Entries from a pointing dataset
>>>>>

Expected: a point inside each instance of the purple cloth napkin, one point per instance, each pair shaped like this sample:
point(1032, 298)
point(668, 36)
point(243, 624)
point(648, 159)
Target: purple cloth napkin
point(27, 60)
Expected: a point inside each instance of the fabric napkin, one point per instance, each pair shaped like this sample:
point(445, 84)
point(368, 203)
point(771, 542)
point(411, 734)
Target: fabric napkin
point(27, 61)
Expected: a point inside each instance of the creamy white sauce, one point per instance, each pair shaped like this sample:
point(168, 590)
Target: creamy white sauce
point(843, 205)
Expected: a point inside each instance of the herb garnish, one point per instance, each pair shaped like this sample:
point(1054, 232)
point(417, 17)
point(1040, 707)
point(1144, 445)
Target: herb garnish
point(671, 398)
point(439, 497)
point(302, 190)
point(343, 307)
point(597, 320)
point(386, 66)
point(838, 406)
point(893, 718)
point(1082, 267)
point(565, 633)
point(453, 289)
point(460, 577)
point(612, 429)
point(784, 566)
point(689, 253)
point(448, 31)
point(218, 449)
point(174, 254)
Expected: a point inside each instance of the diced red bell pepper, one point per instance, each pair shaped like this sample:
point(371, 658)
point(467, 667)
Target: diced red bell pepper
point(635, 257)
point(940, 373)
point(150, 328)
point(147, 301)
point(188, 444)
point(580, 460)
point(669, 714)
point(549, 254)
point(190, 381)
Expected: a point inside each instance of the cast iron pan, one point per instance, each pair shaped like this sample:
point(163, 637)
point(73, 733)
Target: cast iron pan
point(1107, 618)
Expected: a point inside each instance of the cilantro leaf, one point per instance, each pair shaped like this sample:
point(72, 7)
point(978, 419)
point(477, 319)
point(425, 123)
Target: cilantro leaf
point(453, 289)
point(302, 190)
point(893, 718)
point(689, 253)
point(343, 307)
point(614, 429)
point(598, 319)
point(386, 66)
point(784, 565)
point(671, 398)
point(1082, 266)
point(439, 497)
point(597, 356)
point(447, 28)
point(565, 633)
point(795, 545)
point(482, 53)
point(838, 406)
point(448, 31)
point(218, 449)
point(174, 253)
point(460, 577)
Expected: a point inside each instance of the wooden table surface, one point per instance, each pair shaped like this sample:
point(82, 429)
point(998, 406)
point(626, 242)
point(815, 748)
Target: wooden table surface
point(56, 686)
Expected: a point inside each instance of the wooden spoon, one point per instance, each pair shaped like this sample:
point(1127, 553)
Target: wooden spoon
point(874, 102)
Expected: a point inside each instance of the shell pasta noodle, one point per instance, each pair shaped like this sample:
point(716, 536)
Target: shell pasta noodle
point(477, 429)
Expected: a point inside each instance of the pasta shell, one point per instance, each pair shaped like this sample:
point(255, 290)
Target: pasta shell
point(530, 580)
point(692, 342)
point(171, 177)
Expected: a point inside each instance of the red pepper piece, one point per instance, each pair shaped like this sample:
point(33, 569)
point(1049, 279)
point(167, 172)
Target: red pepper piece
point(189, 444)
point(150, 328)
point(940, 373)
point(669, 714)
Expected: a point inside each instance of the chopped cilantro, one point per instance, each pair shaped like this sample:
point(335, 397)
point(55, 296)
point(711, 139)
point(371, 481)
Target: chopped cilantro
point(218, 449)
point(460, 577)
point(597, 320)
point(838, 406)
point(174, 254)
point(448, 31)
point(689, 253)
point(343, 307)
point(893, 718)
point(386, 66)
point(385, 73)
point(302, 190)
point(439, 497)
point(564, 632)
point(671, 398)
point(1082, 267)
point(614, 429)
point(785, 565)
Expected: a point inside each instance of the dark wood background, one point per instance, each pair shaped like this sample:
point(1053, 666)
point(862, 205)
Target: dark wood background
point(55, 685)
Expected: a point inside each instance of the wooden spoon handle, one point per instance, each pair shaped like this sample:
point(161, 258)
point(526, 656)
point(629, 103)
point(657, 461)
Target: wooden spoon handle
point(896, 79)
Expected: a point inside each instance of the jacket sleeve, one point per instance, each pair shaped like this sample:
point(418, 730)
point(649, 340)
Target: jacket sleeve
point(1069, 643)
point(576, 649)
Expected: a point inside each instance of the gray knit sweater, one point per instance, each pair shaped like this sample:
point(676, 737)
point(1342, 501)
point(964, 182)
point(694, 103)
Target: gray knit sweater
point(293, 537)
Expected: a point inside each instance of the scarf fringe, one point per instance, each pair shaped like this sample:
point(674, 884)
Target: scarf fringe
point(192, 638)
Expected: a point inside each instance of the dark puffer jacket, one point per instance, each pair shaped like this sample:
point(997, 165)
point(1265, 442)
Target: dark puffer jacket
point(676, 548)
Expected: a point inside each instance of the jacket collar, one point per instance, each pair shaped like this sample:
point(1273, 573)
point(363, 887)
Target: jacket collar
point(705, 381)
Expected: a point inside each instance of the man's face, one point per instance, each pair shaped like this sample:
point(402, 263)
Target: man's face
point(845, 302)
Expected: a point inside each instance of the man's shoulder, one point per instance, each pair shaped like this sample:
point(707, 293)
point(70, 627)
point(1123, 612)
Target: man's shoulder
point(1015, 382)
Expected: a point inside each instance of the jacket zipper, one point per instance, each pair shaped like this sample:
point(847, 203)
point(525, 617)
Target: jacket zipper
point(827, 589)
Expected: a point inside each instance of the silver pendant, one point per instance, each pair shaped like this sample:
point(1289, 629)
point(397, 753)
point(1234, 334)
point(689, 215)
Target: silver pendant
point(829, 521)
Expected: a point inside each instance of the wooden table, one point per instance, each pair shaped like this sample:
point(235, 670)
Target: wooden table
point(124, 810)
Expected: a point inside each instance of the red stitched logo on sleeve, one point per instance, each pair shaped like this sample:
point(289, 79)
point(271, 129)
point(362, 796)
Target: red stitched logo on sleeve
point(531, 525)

<<<<<

■ What you need to do
Convert the material above into a numbered list with one line per item, leaving out any blank lines.

■ The response
1. Expected: a point inside each instance of the purple cloth napkin, one point per instance, each pair shaped like this sample:
2. point(1032, 298)
3. point(668, 36)
4. point(243, 624)
5. point(648, 159)
6. Target: purple cloth napkin
7. point(27, 60)
8. Expected: a point inside each instance of the fabric napkin, one point per instance, each pair shaped like this sample:
9. point(445, 84)
10. point(368, 203)
11. point(771, 542)
12. point(411, 734)
13. Target: fabric napkin
14. point(27, 61)
15. Expected: a point inside each instance of the creamy white sauce, one point per instance, each pair shaped like this sample:
16. point(168, 590)
17. Target: creamy white sauce
18. point(843, 205)
19. Expected: a point inside each instance of the herb garnish, one point per instance, each pair shaped like this sample:
20. point(1054, 232)
21. point(417, 17)
22. point(1040, 707)
23. point(1144, 445)
24. Target: herb garnish
25. point(671, 398)
26. point(439, 497)
27. point(302, 190)
28. point(343, 307)
29. point(597, 320)
30. point(386, 66)
31. point(838, 406)
32. point(893, 718)
33. point(1082, 267)
34. point(565, 633)
35. point(453, 289)
36. point(460, 577)
37. point(612, 429)
38. point(784, 566)
39. point(689, 253)
40. point(448, 31)
41. point(218, 449)
42. point(174, 254)
43. Expected: a point inside each instance of the diced red bell pepper, one point per instance, each pair shaped like this sample:
44. point(371, 658)
45. point(467, 667)
46. Target: diced red bell pepper
47. point(635, 257)
48. point(940, 373)
49. point(150, 328)
50. point(147, 301)
51. point(188, 444)
52. point(580, 460)
53. point(669, 714)
54. point(549, 254)
55. point(190, 381)
56. Expected: a point inside each instance of the cast iron pan, one point per instance, each pair shaped like this sample:
57. point(163, 637)
58. point(73, 733)
59. Target: cast iron pan
60. point(1107, 618)
61. Expected: a point inside each instance of the cilantro leaf, one point per instance, each pair shaped like this sample:
62. point(72, 7)
63. point(978, 419)
64. point(477, 319)
65. point(425, 123)
66. Target: cilantro leaf
67. point(453, 289)
68. point(302, 190)
69. point(893, 718)
70. point(689, 253)
71. point(343, 307)
72. point(614, 429)
73. point(598, 319)
74. point(386, 66)
75. point(784, 565)
76. point(671, 398)
77. point(1082, 266)
78. point(439, 497)
79. point(597, 356)
80. point(447, 28)
81. point(565, 633)
82. point(795, 545)
83. point(482, 53)
84. point(838, 406)
85. point(448, 31)
86. point(218, 449)
87. point(174, 253)
88. point(460, 577)
89. Expected: a point inside each instance of the wooden table surface, one point per instance, each pair shaped like this sample:
90. point(82, 429)
91. point(998, 406)
92. point(626, 242)
93. point(815, 748)
94. Target: wooden table surface
95. point(56, 686)
96. Expected: a point inside each instance of the wooden spoon, one point per instance, each pair shaped like this sample:
97. point(1127, 553)
98. Target: wooden spoon
99. point(874, 102)
100. Expected: a point inside each instance of the shell pasta noodle, one point per instance, each pair shaped like this sample:
101. point(716, 536)
102. Target: shell pasta noodle
103. point(477, 429)
104. Expected: a point inside each instance of the pasta shell, one point per instance, each pair shaped like this sample:
105. point(255, 290)
106. Target: pasta shell
107. point(530, 580)
108. point(692, 342)
109. point(171, 177)
110. Expected: a point inside each instance of the red pepper piece, one point per instance, each pair shaped like this sample:
111. point(33, 569)
112. point(1049, 279)
113. point(167, 172)
114. Target: red pepper piece
115. point(189, 444)
116. point(150, 328)
117. point(940, 373)
118. point(669, 714)
119. Expected: a point inside each instance of the chopped cilantro, one point per instance, each pair shaped like this sample:
120. point(335, 397)
121. point(55, 296)
122. point(711, 139)
123. point(371, 481)
124. Target: chopped cilantro
125. point(218, 449)
126. point(460, 577)
127. point(597, 320)
128. point(838, 406)
129. point(174, 254)
130. point(448, 31)
131. point(689, 253)
132. point(343, 307)
133. point(893, 718)
134. point(386, 66)
135. point(385, 73)
136. point(302, 190)
137. point(439, 497)
138. point(564, 632)
139. point(671, 398)
140. point(1082, 267)
141. point(614, 429)
142. point(785, 565)
143. Expected: a point inside each instance of the dark wood background, one point per instance, each pair shaped like this sample:
144. point(1053, 666)
145. point(862, 205)
146. Target: dark wood background
147. point(55, 685)
148. Expected: a point inside each instance of the wooden spoon handle, one point per instance, each pair shaped like this sample:
149. point(161, 258)
150. point(526, 656)
151. point(629, 103)
152. point(657, 461)
153. Target: wooden spoon handle
154. point(896, 79)
155. Expected: a point inside each instance of the jacket sleeve, one point per instance, each pair shaped like this sample:
156. point(418, 730)
157. point(649, 340)
158. Target: jacket sleeve
159. point(1069, 643)
160. point(576, 649)
161. Expected: a point inside each instance of the gray knit sweater, one point per instance, each pair shaped like this sample:
162. point(676, 737)
163. point(1342, 501)
164. point(964, 182)
165. point(694, 103)
166. Target: gray knit sweater
167. point(293, 537)
168. Expected: a point inside each instance of the scarf fringe, one point per instance, each pair shaped like this sample:
169. point(674, 884)
170. Target: scarf fringe
171. point(192, 638)
172. Expected: a point inside each instance of the dark puffer jacket, one point per instance, each pair shaped like this sample:
173. point(997, 165)
174. point(1265, 442)
175. Target: dark puffer jacket
176. point(676, 548)
177. Expected: a point inside each instance of the jacket collar, one point per instance, each pair shaped like this sample:
178. point(1273, 573)
179. point(363, 887)
180. Target: jacket collar
181. point(705, 381)
182. Expected: a point inside each instance of the man's face, one point per instance, each pair shaped like this sample:
183. point(402, 263)
184. Target: man's face
185. point(845, 302)
186. Expected: a point inside each instance of the man's shoulder, one point per instance, each pair shaped like this sample:
187. point(707, 293)
188. point(70, 627)
189. point(1123, 612)
190. Target: man's shoulder
191. point(1015, 382)
192. Expected: a point inside each instance of the jacket zipper, one point per instance, each pair shaped like this sample:
193. point(847, 203)
194. point(525, 617)
195. Target: jacket zipper
196. point(827, 589)
197. Expected: a point inside each instance of the silver pendant, one point per instance, each pair shaped like this sample:
198. point(1289, 629)
199. point(397, 753)
200. point(1234, 334)
201. point(689, 215)
202. Target: silver pendant
203. point(829, 521)
204. Expected: a point inside each instance of the wooden table, one point per instance, each pair shaped like this sample:
205. point(235, 670)
206. Target: wooden table
207. point(124, 810)
208. Expected: a point inside each instance of the red stitched logo on sleeve, one point per instance, each pair shaped like this sample:
209. point(289, 79)
210. point(271, 129)
211. point(362, 796)
212. Target: red stitched logo on sleeve
213. point(531, 525)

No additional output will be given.